**Aim of the task:**
Pull out every line in the records below that contains the string "person".

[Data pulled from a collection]
# # # # # # #
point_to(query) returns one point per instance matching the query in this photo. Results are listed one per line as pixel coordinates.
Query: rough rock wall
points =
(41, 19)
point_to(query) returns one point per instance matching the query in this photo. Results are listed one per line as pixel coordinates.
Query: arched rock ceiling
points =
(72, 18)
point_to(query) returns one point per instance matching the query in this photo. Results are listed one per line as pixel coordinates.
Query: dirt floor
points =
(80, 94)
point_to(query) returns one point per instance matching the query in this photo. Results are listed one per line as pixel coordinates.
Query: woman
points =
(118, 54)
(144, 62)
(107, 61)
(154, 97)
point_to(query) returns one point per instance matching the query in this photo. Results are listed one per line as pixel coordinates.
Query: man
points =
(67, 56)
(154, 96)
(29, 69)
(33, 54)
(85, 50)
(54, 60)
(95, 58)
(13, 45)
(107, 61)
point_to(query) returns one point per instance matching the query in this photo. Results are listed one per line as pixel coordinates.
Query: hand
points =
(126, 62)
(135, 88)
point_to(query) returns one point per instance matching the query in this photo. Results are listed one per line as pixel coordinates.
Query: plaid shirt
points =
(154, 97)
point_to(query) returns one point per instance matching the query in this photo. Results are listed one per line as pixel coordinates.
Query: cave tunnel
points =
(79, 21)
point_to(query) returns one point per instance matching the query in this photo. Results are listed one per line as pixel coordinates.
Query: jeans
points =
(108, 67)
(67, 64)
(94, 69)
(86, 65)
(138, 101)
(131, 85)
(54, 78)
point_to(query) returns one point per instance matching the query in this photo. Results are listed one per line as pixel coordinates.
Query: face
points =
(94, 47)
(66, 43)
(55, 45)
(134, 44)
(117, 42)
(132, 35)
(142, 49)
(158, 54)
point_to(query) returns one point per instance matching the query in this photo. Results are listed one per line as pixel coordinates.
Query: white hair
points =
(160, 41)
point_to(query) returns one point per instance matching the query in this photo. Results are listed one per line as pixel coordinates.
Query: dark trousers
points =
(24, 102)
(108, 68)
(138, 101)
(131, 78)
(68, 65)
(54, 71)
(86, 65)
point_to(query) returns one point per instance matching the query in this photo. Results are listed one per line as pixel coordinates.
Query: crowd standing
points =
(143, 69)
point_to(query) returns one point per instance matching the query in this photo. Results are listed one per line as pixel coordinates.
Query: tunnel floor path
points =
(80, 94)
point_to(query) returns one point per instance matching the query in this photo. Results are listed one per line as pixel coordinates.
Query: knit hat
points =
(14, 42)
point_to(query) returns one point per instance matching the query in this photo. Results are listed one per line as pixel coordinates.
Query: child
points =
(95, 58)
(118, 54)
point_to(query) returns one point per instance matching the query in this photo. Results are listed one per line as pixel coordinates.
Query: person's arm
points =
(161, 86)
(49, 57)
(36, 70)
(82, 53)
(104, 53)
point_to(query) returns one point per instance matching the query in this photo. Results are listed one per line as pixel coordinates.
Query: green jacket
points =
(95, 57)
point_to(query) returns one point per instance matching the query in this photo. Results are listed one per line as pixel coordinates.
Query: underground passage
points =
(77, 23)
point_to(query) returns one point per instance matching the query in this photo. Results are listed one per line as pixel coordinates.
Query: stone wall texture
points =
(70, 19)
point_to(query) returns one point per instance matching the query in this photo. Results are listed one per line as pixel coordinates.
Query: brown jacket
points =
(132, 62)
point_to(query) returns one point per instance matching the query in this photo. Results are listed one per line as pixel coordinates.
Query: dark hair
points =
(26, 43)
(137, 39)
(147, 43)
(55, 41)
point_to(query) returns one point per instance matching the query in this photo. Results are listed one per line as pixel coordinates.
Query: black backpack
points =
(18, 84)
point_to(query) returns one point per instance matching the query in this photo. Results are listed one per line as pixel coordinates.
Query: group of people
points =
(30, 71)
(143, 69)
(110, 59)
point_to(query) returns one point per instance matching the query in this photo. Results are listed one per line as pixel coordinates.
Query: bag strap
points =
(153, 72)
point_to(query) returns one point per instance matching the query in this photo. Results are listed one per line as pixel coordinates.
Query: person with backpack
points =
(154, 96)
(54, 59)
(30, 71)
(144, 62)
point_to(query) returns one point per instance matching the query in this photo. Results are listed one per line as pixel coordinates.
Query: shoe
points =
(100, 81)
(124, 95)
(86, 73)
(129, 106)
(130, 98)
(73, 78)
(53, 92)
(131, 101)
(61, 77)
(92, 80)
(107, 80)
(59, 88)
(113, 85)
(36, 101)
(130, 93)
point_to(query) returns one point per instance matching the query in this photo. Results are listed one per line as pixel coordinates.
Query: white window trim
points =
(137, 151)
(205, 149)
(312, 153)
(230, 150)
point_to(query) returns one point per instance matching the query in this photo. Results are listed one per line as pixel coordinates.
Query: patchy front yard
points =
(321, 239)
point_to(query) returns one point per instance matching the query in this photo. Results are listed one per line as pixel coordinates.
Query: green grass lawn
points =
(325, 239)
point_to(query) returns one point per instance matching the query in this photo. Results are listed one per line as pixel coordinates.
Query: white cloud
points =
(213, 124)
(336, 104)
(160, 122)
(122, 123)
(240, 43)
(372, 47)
# # # # # # #
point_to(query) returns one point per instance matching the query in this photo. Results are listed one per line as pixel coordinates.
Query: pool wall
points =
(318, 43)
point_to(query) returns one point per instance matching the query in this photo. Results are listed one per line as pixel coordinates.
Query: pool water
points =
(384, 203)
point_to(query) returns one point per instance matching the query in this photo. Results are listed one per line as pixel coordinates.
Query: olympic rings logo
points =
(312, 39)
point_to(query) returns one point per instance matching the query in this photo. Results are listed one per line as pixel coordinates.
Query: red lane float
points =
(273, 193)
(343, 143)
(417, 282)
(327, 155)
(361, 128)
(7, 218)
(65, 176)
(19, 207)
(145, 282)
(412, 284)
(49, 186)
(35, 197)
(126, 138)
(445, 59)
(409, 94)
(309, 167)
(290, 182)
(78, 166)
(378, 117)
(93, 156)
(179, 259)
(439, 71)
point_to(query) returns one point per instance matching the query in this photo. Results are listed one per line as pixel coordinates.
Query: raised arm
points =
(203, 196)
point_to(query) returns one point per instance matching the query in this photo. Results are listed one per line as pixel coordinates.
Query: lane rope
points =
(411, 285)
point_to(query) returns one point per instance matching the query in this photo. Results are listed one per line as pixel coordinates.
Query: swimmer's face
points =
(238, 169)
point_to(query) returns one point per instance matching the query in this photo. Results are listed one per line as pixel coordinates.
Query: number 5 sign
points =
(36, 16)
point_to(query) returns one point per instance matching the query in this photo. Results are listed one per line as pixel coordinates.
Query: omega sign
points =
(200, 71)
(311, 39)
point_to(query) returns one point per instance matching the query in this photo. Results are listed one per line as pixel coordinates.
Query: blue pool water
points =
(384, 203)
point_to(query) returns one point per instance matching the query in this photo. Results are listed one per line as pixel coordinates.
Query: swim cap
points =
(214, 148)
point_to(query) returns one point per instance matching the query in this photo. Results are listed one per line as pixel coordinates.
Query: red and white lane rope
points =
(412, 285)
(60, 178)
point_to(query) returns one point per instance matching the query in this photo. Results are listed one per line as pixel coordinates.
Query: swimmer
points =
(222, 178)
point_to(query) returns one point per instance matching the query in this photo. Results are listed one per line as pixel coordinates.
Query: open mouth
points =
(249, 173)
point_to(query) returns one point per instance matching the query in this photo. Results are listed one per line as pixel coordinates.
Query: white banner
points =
# # # # # # #
**Solution:**
Query: person's arm
Query: person with backpack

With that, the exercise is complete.